==== EXTRACTED TEXT ====

Name: Caleb Anton
Hometown: New Richmond
Major: Exercise and sports science
Position: Doctor of physical therapy at University of Minnesota
Early on in his University of Wisconsin-River Falls career, Caleb Anton found himself questioning whether he belonged in college at all.
He thought he wanted to go into mechanical engineering, but he changed his mind after realizing he didn’t have an affinity for math. He decided to major in the area of health and human performance, but he struggled at first when he took junior level classes as a freshman.
“There were times when I questioned if I was smart enough to do this,” Anton recalled of his early days at UWRF. “I thought ‘Do I really belong here?’”
Anton did belong here. With determination and the support of UWRF faculty and his peers, he found his footing. An exercise and sports science major from New Richmond, Anton learned last fall that he was accepted to the doctoral physical therapy program at the University of Minnesota.
“It was a huge sense of relief,” he said of his acceptance to graduate school. “I was trying really hard to get good grades and build up my resume. Getting admitted to this program, it was like validation to me that all of that work was worth it.”
While hard work and diligence toward his studies and experiences played a major role in Anton’s successfully being accepted into grad school, he credits his classmates and UWRF professors for playing key roles. During his freshman year, upperclassmen offered him guidance and told him about opportunities he otherwise would not have had, he said.

====

_WHAT THIS EXERCISE ASKS:_
• 1. In the student profile, what program at the University of Minnesota accepted Caleb Anton?
• 2. Shorten the paragraph of the student profile that begins "While hard work and diligence," keeping its main facts.
• 3. Write out everything in the student profile from "While hard work" down to "had, he said.".

==== AVAILABLE DATA ====

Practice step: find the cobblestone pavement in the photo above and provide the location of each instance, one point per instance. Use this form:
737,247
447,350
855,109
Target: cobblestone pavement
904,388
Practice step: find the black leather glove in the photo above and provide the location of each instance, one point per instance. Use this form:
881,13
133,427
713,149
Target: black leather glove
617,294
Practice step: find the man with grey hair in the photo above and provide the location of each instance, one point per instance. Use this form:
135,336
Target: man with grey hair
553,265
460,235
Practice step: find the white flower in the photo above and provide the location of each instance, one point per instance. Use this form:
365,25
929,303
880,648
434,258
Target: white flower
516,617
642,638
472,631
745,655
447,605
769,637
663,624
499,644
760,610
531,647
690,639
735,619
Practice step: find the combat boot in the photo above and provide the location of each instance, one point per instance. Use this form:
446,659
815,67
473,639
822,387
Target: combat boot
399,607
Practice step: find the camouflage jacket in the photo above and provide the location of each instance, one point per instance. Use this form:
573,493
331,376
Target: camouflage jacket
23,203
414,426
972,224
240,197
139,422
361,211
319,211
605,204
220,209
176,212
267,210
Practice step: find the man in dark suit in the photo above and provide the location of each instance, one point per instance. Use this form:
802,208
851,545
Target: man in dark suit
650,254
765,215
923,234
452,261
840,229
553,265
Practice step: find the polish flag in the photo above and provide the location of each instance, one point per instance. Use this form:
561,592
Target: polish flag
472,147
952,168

====
==== AVAILABLE DATA ====

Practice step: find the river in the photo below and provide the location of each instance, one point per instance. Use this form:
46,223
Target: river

====

_PER-TASK OUTPUTS:_
• 1. The doctoral physical therapy program.

• 2. Anton's hard work helped him get into grad school, but he also credits his classmates and UWRF professors. As a freshman, upperclassmen guided him and told him about opportunities he wouldn't otherwise have had.

• 3.
While hard work and diligence toward his studies and experiences played a major role in Anton’s successfully being accepted into grad school, he credits his classmates and UWRF professors for playing key roles. During his freshman year, upperclassmen offered him guidance and told him about opportunities he otherwise would not have had, he said.